[[ Text passage open ]]

Tuesday, May 25, 2021


 " Blessed are those who do not fear solitude, who are not afraid of their own company, who are not always desperately looking for something to do, something to amuse themselves with, something to judge. If you are never alone, you cannot know yourself."  -Paulo Coelho

A friend sent this quote to me this morning and I smiled.  I believe in synchronicity.  I have been thinking for the past couple of weeks how being alone during the pandemic with my grief has been a gift.

It's been ten months now since Rick died.   Three, almost four seasons have passed and each has brought endings, beginnings, darkness and light.  Those first few weeks after that horrible night were hot and oppressive.  The shock and knowledge of tasks that had to be done, completions of projects he had started, moved me forward in a weird slow motion .  It was mid-July, all around the pandemic was hitting its stride and other than phone calls, emails, cards and messages the outside world had disappeared for me.  My brother and his wife, their daughter and grandson who lived with them became the only humans that I saw on a regular basis and even that was social distanced.

There were some projects on the farm he had started that I couldn't do by myself, but with the help of a couple of friends,  and my nephew they were  completed.  I spent most days on the phone those first couple of blistering hot months taking care of the business that a spouse gone suddenly left  behind. 

I was beginning to understand grief.  I had buried my parents and an older brother, but I pushed my grief far  down into the recesses of my heart, went back to work and tried to understand when unexplained tears came.  But this isolation,  taking care of business, maintaining the farm and the hours of being alone day after day made me face my grief for Rick, made me acknowledge how I dealt with pain, sadness, exhaustion and who I was.

Fall brought comfort yet  deep grief as well.  The blue skies, the changing of the leaves and cooler temps brought with them memories of how much Rick loved fall, but how much I loved it as well.  Walking through the crunch of brown leaves,  the geese arriving at a nearby pond and deer walking by my front windows triggered sobbing and wailing that I had never experienced before.  Being alone,  I made myself find gratitude even when my face was buried in a pillow wet with tears.

Winter and its starkness and grey skies gave me a different perspective on holidays.  Not being with friends and family, not pushing through  each holiday trying to hold on to old traditions,  I began to understand what was important to me.  It was not being in a house full of people, opening gifts, and yet never really connecting with anyone, what did matter was wishing peace to all those I loved, blessings of good health and joy and how wonderful a fire was on cold winter night or the sweetness of a cup of hot tea or cocoa.  Those surprises of handmade gifts that appeared in the mail, roses that appeared out of the blue, a painting that sits on my mantle. The bare trees gave me a strange connection to grief.  I felt the loss of all those leaves that  had fallen and yet I knew the trees would see leaves again in the spring.  Nature brought me memories of Rick, and all that time alone gave me the gift of fully grieving my loss.

[[ Text passage closed ]]
[[ Extracted entries open ]]

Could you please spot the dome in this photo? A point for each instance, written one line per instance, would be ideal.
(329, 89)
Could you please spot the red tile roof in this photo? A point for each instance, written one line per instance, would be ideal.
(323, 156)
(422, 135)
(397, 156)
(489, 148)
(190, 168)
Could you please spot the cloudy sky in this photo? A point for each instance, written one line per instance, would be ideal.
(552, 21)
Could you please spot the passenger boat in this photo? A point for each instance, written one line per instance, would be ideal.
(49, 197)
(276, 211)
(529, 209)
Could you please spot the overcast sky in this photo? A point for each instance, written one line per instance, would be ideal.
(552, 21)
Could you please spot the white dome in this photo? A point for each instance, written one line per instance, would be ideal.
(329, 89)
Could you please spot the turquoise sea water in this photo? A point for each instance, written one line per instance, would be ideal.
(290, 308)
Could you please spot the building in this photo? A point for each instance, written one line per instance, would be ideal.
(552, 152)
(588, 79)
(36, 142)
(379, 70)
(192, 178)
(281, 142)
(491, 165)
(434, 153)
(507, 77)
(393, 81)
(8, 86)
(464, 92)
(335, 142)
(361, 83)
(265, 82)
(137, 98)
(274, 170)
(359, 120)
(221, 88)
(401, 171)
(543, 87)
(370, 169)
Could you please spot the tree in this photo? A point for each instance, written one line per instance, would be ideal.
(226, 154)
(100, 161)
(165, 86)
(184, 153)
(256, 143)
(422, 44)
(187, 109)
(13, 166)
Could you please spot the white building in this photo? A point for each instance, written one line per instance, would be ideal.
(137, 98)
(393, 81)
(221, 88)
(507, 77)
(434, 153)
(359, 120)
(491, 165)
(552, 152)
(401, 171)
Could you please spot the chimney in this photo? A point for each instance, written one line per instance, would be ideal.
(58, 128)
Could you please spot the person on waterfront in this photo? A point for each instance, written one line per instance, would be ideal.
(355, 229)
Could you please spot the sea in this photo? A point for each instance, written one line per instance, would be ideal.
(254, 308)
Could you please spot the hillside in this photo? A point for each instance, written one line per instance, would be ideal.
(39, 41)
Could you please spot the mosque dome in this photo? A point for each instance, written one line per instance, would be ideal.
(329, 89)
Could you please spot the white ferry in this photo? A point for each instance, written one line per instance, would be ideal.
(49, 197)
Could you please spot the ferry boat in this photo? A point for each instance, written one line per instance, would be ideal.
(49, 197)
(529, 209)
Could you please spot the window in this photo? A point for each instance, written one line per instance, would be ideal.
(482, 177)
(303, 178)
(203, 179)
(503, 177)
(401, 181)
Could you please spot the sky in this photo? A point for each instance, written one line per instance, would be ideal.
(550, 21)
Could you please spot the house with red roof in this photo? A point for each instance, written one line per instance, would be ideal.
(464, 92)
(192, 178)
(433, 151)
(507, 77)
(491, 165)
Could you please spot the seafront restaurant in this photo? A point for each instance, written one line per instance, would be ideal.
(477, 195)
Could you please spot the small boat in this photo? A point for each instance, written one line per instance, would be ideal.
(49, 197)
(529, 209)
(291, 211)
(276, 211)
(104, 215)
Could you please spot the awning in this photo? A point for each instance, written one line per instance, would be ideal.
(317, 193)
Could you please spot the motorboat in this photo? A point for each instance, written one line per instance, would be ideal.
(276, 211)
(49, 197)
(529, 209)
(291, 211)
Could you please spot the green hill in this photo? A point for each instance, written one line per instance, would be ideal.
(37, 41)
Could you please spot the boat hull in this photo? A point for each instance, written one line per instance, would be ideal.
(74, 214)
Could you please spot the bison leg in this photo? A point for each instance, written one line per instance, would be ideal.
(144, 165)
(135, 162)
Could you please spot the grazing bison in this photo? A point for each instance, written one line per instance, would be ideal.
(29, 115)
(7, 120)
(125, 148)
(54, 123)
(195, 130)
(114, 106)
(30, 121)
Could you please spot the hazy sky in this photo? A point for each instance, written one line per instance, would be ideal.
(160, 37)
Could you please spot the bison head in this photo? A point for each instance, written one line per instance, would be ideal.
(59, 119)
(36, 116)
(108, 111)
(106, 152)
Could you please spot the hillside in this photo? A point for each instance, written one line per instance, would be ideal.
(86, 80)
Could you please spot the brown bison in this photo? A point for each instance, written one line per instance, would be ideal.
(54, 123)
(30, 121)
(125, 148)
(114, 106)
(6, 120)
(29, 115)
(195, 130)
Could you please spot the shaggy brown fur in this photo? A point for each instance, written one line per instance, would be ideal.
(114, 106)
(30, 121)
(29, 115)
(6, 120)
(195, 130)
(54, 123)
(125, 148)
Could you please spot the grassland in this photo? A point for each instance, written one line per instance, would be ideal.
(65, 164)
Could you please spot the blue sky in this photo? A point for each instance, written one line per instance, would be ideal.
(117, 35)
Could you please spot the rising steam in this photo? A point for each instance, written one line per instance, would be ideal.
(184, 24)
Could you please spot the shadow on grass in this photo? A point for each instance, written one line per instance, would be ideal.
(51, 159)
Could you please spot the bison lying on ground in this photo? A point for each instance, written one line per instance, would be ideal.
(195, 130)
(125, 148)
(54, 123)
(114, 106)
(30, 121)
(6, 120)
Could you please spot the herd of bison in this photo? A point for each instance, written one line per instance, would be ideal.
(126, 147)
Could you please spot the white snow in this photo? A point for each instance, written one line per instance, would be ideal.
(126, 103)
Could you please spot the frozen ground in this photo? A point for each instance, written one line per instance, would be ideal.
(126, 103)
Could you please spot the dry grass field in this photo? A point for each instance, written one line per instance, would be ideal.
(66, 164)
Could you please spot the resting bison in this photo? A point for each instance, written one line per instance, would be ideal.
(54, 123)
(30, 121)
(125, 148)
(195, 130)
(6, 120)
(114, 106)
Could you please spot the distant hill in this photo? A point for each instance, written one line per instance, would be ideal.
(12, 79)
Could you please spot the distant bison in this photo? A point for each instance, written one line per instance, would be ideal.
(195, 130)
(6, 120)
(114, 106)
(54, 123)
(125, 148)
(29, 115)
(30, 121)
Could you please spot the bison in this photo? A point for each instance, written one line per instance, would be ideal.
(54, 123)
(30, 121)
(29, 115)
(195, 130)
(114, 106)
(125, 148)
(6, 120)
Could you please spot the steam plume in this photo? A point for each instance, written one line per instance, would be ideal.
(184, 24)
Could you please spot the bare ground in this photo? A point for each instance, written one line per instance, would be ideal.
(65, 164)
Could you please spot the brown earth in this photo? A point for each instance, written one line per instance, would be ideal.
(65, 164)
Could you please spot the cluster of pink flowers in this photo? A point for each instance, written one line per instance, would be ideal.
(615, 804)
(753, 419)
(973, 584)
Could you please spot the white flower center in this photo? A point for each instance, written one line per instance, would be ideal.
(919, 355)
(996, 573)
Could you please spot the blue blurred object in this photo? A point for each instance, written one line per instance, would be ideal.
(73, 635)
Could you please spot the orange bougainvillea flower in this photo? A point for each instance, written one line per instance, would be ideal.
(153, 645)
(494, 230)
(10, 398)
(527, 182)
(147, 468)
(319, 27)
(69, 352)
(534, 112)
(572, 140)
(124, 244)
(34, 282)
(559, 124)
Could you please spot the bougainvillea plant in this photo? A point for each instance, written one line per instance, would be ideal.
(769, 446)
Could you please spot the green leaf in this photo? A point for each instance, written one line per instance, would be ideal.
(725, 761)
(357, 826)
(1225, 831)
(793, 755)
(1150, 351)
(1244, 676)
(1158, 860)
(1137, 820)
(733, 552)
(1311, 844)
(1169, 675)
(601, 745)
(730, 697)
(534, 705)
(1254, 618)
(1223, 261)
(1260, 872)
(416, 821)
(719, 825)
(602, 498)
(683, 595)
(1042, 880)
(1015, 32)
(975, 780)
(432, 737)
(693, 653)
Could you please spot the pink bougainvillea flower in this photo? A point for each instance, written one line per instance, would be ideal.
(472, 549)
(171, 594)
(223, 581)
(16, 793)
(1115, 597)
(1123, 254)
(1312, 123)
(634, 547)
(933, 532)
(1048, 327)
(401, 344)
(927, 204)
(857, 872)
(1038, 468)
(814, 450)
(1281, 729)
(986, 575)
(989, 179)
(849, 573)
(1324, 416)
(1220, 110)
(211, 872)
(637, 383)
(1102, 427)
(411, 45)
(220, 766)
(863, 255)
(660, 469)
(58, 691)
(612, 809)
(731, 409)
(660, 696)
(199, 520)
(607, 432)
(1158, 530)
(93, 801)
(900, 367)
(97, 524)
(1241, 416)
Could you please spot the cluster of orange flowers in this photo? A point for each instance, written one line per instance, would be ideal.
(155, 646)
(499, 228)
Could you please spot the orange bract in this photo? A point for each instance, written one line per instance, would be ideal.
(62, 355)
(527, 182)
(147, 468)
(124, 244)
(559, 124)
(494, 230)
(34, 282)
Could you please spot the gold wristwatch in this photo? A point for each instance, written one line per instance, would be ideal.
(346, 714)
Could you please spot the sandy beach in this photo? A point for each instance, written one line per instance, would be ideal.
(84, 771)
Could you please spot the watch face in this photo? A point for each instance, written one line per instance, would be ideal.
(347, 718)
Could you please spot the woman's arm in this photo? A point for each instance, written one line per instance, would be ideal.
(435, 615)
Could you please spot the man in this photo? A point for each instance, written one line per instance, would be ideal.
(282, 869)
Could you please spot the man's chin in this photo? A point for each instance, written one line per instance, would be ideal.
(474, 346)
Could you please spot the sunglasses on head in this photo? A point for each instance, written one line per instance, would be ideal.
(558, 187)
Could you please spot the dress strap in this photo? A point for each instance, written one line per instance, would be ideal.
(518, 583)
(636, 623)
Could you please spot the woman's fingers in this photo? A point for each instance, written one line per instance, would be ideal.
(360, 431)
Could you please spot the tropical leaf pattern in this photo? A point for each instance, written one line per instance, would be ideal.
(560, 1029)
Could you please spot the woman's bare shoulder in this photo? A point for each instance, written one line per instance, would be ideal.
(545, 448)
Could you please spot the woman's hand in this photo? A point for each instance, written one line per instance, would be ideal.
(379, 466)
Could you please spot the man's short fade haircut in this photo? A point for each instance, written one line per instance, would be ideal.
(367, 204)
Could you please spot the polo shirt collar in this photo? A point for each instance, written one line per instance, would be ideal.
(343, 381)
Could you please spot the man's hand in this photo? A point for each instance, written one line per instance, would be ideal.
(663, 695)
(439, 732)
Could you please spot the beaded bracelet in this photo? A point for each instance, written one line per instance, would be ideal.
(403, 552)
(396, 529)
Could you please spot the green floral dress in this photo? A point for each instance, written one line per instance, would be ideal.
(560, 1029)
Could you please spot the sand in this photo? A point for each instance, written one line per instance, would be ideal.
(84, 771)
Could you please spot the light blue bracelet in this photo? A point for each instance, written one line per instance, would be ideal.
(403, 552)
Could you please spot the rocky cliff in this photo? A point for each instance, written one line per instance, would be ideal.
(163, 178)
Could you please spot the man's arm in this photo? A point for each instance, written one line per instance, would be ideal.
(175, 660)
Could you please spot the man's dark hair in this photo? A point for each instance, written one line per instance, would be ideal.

[[ Extracted entries closed ]]

Tasks to carry out —
(1) Summarize the entry on grief and solitude in two sentences.
(2) Please carry the entry on grief and solitude forward from the point where it ends.
Nothing in the listing is needed for this work.

Answers by task —
(1) Opening with a quote a friend sent, the writer reflects ten months after Rick's death on how being alone with grief during the pandemic has been a gift. Through the summer's tasks, the fall's memories and the winter's quiet holidays, the isolation made the writer face that grief, acknowledge how pain had been handled before, and understand what truly mattered.

(2)
Spring brought a cruelness I did not expect.  I had anticipated new beginnings, the excitement of renewal.  The clear blue skies and the explosion of new growth made me angry and sad.  I had spent the holidays and his birthday alone, for some reason I had not given much thought to being alone for my birthday and when it arrived in March, along with forsythia and violets and honeysuckle and green leaves it hit hard.  I realized the grief still lurked in every cell of my body, waiting for each opportunity to stab a bit more.

My fellow widow friends tell me this year of firsts is the worst.  The firsts are not always the big ones you expect either.  It's the first cup of coffee without him, the first meal you cook, the first hummingbird you see, the first snowflake, the first ripe blueberry, the first time you get sick and realize you are alone and the dogs are not very sympathetic.

I made it through what would have been our 47th anniversary on May 5th.  On July 16th I will face the anniversary of his death.

So here is what I have learned about myself during all this time alone.  I have faced grief head on, and though there were times I wish it had killed me, it didn't.  Other cultures deal with grief differently, I think most of us deal with it as I had in the past.   We were sad, we cried some tears and hurt, yet we forced ourselves to continue life as usual.  For me, grief in the pandemic has been a sacred ritual, a cleansing of my mind, and spirit.  I know what is important to me and what isn't, that working to the point of exhaustion  brings sleep when nothing else will,   I have learned to let tears flow freely, that it's ok to experience anger and fear and that breathing always helps.  Being alone has made me much less tolerant of BS, much less tolerant of hate, and very much aware of how loss and suffering have come to so many since 2019.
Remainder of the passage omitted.